Region pointing data
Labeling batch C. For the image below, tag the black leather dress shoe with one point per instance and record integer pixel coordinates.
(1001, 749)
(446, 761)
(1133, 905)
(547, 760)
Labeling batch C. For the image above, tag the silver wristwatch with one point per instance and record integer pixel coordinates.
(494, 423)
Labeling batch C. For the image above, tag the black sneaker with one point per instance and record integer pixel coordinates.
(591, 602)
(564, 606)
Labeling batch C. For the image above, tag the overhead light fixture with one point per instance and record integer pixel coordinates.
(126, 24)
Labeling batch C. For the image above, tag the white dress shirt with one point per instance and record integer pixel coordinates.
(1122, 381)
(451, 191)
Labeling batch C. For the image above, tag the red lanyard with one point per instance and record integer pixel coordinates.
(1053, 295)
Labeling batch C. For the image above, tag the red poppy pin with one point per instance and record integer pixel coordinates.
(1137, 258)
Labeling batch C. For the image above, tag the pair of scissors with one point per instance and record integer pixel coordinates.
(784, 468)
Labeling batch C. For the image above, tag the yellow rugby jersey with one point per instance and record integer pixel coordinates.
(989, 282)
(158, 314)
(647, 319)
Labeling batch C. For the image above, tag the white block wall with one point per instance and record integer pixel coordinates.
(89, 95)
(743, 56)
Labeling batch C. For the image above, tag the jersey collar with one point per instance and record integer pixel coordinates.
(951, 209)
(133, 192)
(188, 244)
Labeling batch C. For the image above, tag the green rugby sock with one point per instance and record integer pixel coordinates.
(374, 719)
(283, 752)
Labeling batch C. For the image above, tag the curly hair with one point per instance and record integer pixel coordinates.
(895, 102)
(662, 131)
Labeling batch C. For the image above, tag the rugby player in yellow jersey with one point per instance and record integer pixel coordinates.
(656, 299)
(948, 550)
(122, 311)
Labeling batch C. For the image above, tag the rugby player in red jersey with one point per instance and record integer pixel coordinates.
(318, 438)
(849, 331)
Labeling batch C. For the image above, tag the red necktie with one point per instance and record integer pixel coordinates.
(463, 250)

== Activity ==
Restate the data word for word.

== Exercise result ==
Labeling batch C. For the image below, tag the black leather dress shoe with one point per instance and record integer pixel coordinates.
(1001, 749)
(446, 761)
(1133, 905)
(547, 760)
Labeling batch C. For the image above, tag the silver wristwatch with one point per instance and record integer pixel coordinates.
(494, 423)
Labeling batch C. For the image above, tag the black sneaker with one point per instance and record integer pixel coordinates.
(591, 602)
(564, 606)
Labeling batch C. For the image above, tag the overhead light fixture with one point per instance and record integer pixel coordinates.
(126, 24)
Labeling batch C. For the image above, tag the white dress shirt with one point per instance and record integer pixel coordinates.
(1122, 381)
(451, 191)
Labeling batch C. For the image above, tag the red lanyard with one point per instance and record integer pixel coordinates.
(1053, 295)
Labeling batch C. For the image above, tag the red poppy pin with one point per instance and record integer pixel coordinates.
(1137, 258)
Labeling batch C. For the image above, tag the pair of scissors with one point per instance and record integer pixel coordinates.
(784, 468)
Labeling batch C. For the image above, tag the yellow rugby jersey with one point per instance and record integer pixel coordinates.
(989, 282)
(158, 314)
(647, 319)
Labeling batch C. For the image above, tag the white block wall with one point per instance and record integer pixel coordinates.
(89, 95)
(743, 56)
Labeling batch C. For the image above, tag the jersey collar with one point per instance and record integer pixel coordinates.
(951, 209)
(133, 192)
(188, 244)
Labeling batch C. For the image above, tag the green rugby sock with one point per instance and record integer pixel coordinates.
(374, 719)
(283, 752)
Labeling batch C. For the image above, tag the curly hair with one point per instance and record integer pixel coordinates.
(895, 102)
(662, 131)
Labeling batch C. For the image above, tag the rugby player in yellow jersey with one point per instance and record integer pixel coordinates.
(656, 299)
(948, 550)
(122, 311)
Labeling batch C. For the image above, tag the rugby player in red jersey with one point per instance and record integer pixel coordinates.
(318, 438)
(849, 331)
Labeling batch C. For the image above, tag the red necktie with one point per instance and record integer pixel coordinates.
(463, 250)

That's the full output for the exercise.